● **Provided passage**
Why generalist investors will always win
Year after year, vertical-specific investors become increasingly central to the venture world.
Andreessen Horowitz’s American Dynamism practice has carved out a remarkable brand in the “world of atoms.” Paradigm first made a name for itself with bold crypto bets. Numerous funds are currently spinning up to take advantage of the AI gold rush specifically.
It’s understandable: As the venture world becomes increasingly competitive and rich, investors need to build their teams (and brands) to be as targeted and high-impact for entrepreneurs as possible. Choosing a vertical makes commanding capital from LPs more straightforward as well.
And this strategy has worked. The investors mentioned above are often at the top of founders’ fundraising lists. It’s no surprise that other firms feel increasingly pressured to show off their expertise in various spaces by publishing market maps and investment theses.
Generalist investing has rightfully been (and will always be) the primary mode of VC.
Is this trend the future? Will every possible startup soon have an “expert” VC to seek out in their space? I think not; generalist investing has rightfully been (and will always be) the primary mode of VC.
Let’s get a few assumptions out of the way. “Generalist” investing does not mean lack of technical knowledge. It does not mean a lack of preference of some verticals over others. And it certainly does not mean unsophistication in their network.
The eternal relevance of generalism in venture comes down to two simple and easy-to-prove facts: (1) Revolutionary tech companies are thematically unpredictable, and (2) transcendent founder talent is still needed even in the most fruitful spaces.
Looking empirically at some of the greatest investments of all time, it’s difficult to see how concentrating on one theme would have converted to a winning deal. Google was following several preexisting search engines. Facebook had already lost to MySpace as far as anyone could tell. UberCab was a small market, and ride-share wasn’t envisioned from the start. Clearly, the historical trends around consumer internet, social media, and the gig economy were unseeable at the time, even if hindsight feels obvious.

● **Exercise set**
• A. Judge each statement against the essay on generalist investors, answering yes or no and quoting the deciding words. (i) Paradigm first became known for crypto investments. (ii) Generalist investing implies a lack of technical knowledge. (iii) Ride-share was part of UberCab's vision from the start.
• B. Carry on the essay about generalist venture investors from its last paragraph, keeping its voice and argument.

● **Data listing**
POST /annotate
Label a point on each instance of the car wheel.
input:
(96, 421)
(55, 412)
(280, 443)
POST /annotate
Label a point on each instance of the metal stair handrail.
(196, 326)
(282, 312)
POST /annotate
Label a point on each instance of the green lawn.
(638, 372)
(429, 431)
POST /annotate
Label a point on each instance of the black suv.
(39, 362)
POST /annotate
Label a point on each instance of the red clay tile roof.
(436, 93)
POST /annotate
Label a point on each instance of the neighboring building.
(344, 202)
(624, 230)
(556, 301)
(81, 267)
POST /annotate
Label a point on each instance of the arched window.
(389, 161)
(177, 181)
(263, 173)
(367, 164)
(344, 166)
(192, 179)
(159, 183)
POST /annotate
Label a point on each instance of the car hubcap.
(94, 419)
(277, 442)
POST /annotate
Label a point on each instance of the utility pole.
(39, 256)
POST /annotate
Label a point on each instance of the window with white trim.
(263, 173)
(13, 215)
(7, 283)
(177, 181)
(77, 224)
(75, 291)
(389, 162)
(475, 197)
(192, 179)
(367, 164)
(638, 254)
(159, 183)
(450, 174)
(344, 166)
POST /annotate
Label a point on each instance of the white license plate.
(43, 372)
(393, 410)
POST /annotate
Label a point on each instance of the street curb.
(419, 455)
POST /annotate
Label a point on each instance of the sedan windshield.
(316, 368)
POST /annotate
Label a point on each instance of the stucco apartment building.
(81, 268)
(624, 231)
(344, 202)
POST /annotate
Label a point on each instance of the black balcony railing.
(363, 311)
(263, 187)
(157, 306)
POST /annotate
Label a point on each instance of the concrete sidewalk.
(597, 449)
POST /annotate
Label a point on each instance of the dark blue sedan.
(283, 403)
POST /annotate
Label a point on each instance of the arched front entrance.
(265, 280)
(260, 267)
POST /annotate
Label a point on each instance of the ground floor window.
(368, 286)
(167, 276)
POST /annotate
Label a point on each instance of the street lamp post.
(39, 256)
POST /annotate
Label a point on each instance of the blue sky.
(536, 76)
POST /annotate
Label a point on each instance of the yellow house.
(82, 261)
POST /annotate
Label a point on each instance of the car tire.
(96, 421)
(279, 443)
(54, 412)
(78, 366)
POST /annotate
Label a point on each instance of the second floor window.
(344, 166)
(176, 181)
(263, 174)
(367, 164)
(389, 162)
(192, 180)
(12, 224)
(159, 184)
---
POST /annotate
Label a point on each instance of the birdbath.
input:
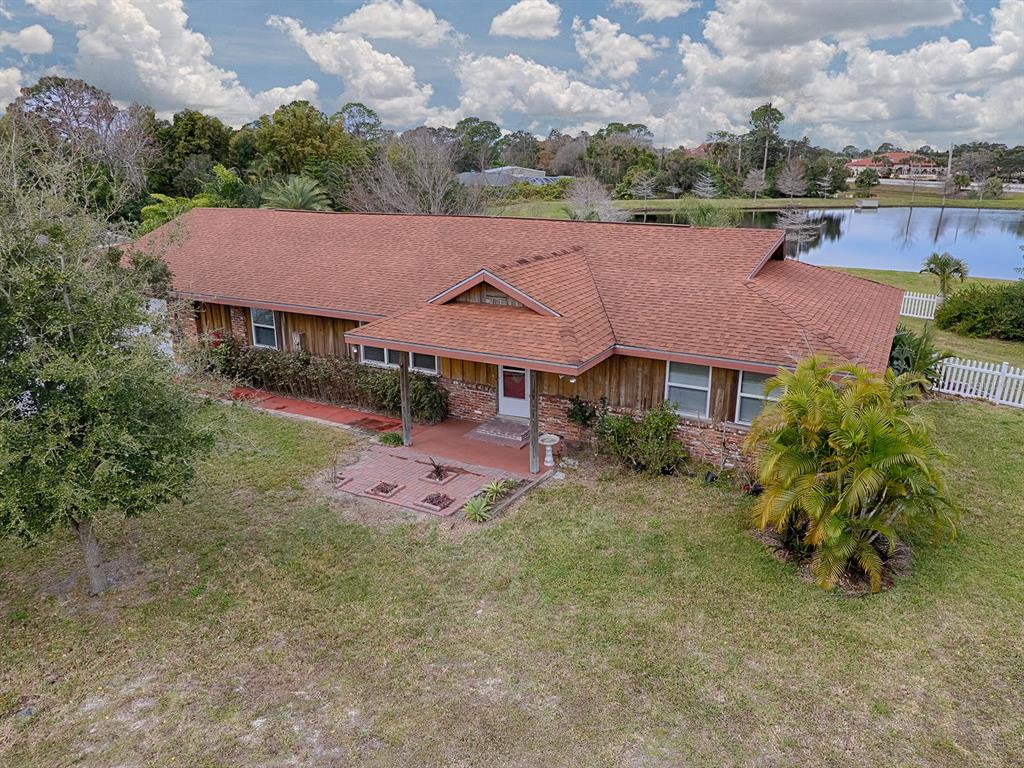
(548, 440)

● **Exercise responses**
• A.
(i) Yes: "Paradigm first made a name for itself with bold crypto bets."
(ii) No: "“Generalist” investing does not mean lack of technical knowledge."
(iii) No: "ride-share wasn’t envisioned from the start."

• B.
I don’t buy that any forward-looking trend today is more than directionally right. The green tech theses of the 2000s yielded almost nothing at all. The “sharing economy” themes of the 2010s never quite replicated after Uber/Lyft/Airbnb created the concept. This sets a high burden of proof for any conception of vertical-specific investing in the 2020s.
Even today, it’s unclear which vertical-specific firms have capitalized on the emerging winners in the AI space — has OpenAI or Scale led to a firm-returning (not just fund-returning) outcome for an AI-focused investor as much as it has for generalist investors?
But of course it’s easy to paint an extreme picture. In reality there are plenty of excellent firms that nail their specialized vertical. In any case, the problem of “founder picking” persists. And it’s quite the challenging problem.
While some spaces like healthcare or defense may have returns 2x or even 10x greater than other verticals, the best startup within those spaces could have returns 100x greater than its more typical counterparts. The talent of founders and outcomes of their startups have unimaginably more variance than any other dimension. Thus emerges the paradox: The specialist investor must have the same eagle eye for outliers as the generalist investor, but with narrower aperture.
And if, as a firm, you are able to cultivate that eye for outlier founders, why not apply that rare skill across the entire opportunity set? The next Google might be somewhere you don’t expect.
Now, readers may wonder about adding value to founders and winning deals while lacking any sort of specific expertise. How can a generalist compete with a specialist when it comes to customer introductions, or tactical advice?
My answer is simple: We can’t, but we don’t need to. The specific product and marketing challenges faced by entrepreneurs tend to be far too specific for an outsider to properly help. Introductions in “supply chain” are insufficient compared to introductions to “decision makers at roofing supply distributors with $100 million to $500 million revenue who use Epicor as their system of record” as one portfolio company recently requested. Which VC has a roster like that lined up and ready to go?
Ultimately my job as a VC is selling a few simple products: cash, trusted reputation, and access to as much downstream capital as possible. And I can do that just as well as anyone who invests in only AI.
To be clear, the venture world is evolving fast, and specialist investors play a valuable role. But I urge my generalist friends to be proud. With a radical focus on outliers wherever they may be, history is on our side.